• _PROBLEM STATEMENT_:
Print the listing in its entirety and exactly, leaving out images.
------
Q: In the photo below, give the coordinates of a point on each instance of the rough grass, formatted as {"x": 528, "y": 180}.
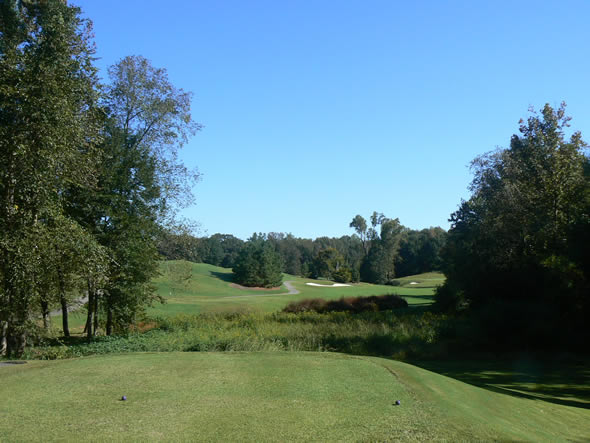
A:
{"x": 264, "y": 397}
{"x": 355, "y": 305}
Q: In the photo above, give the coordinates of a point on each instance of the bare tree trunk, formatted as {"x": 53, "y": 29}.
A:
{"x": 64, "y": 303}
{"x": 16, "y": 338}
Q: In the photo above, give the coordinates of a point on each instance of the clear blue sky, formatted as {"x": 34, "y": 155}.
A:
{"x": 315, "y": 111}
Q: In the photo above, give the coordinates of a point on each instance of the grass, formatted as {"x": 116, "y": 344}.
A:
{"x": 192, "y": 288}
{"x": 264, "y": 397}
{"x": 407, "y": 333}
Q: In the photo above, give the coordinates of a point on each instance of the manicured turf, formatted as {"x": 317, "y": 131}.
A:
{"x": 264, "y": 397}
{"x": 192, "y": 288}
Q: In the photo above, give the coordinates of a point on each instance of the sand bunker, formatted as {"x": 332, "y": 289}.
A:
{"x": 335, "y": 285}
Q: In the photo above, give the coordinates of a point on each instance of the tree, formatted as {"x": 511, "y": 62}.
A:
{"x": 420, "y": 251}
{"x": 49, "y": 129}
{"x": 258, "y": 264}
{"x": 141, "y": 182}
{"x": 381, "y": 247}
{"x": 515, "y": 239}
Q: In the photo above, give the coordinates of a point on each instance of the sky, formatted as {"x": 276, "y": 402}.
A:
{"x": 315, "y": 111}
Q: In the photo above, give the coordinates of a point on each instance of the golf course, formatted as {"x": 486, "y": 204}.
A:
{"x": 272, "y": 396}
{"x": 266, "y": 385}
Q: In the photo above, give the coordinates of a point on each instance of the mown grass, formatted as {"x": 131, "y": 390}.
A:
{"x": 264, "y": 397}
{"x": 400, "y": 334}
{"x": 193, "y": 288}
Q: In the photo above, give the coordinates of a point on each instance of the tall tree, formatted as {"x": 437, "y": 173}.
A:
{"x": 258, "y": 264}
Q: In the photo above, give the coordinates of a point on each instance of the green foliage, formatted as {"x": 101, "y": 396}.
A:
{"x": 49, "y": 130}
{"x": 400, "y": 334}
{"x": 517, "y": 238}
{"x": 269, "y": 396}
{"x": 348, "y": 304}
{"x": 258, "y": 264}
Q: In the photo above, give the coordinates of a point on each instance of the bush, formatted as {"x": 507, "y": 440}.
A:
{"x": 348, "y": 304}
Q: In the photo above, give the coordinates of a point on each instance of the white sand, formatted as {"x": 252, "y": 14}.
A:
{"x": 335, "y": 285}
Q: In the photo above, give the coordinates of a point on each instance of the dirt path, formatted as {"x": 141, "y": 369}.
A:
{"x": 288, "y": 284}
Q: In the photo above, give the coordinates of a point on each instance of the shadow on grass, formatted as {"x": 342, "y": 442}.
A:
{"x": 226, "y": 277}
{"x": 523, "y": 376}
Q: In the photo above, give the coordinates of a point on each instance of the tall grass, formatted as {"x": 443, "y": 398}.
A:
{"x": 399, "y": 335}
------
• _SOLUTION TO THE EXERCISE_:
Q: In the photo below, give the coordinates of a point on each instance of the rough grass, formatted as {"x": 528, "y": 180}.
A:
{"x": 264, "y": 397}
{"x": 355, "y": 305}
Q: In the photo above, give the coordinates of a point on each instance of the bare tree trunk, formatted as {"x": 53, "y": 29}.
A:
{"x": 64, "y": 303}
{"x": 16, "y": 338}
Q: In the photo above, give the coordinates of a point on each instance of the clear blue sky, formatted as {"x": 34, "y": 155}.
A:
{"x": 315, "y": 111}
Q: In the photo above, give the coordinates of a point on each instance of the grass, formatted as {"x": 116, "y": 344}.
A:
{"x": 192, "y": 288}
{"x": 264, "y": 397}
{"x": 407, "y": 333}
Q: In the photo above, give the coordinates of a point on each instance of the manicured turf, formatted as {"x": 317, "y": 131}.
A:
{"x": 264, "y": 397}
{"x": 192, "y": 288}
Q: In the photo above, give the coordinates of a point on each instance of the sand bunker, formatted as {"x": 332, "y": 289}.
A:
{"x": 335, "y": 285}
Q: In the photo above, give the coordinates of a point on each instance of the tree, formatted as {"x": 511, "y": 62}.
A:
{"x": 420, "y": 251}
{"x": 49, "y": 129}
{"x": 258, "y": 264}
{"x": 141, "y": 182}
{"x": 381, "y": 247}
{"x": 515, "y": 239}
Q: In the photo above, give the coordinates of a point on each instance of the sky, formatted as {"x": 276, "y": 402}.
A:
{"x": 315, "y": 111}
Q: In the photo above, give the coordinates of a point on each instance of the golf course, formatted as {"x": 486, "y": 204}.
A:
{"x": 272, "y": 396}
{"x": 266, "y": 385}
Q: In the photo above, give the coordinates of a point on each instance of the mown grass, formatted as {"x": 131, "y": 390}.
A:
{"x": 264, "y": 397}
{"x": 400, "y": 334}
{"x": 193, "y": 288}
Q: In the photo above, give the coordinates of a point on each instance of the tall tree, formatted as {"x": 437, "y": 173}.
A:
{"x": 258, "y": 264}
Q: In the photo above, give the coordinates of a point on each instance of the green foliage, formatted as {"x": 101, "y": 396}.
A:
{"x": 49, "y": 130}
{"x": 400, "y": 334}
{"x": 517, "y": 238}
{"x": 269, "y": 396}
{"x": 348, "y": 304}
{"x": 258, "y": 264}
Q: In the photo above, give the coordinates of a point on each instance of the bush, formatted as {"x": 507, "y": 440}.
A:
{"x": 348, "y": 304}
Q: In the photo above, give the coordinates of a point on each instance of the white sand, formatted as {"x": 252, "y": 14}.
A:
{"x": 335, "y": 285}
Q: In the photo above, give the coordinates of a point on each instance of the dirt path, formatted as {"x": 141, "y": 369}.
A:
{"x": 288, "y": 284}
Q: In the photo above, give the coordinates of a point on each instance of the shadow on grass, formatted as {"x": 342, "y": 442}.
A:
{"x": 226, "y": 277}
{"x": 523, "y": 376}
Q: In the photo above, give the coordinates of a point on each instance of the tall grass, formatted as {"x": 443, "y": 398}.
A:
{"x": 399, "y": 335}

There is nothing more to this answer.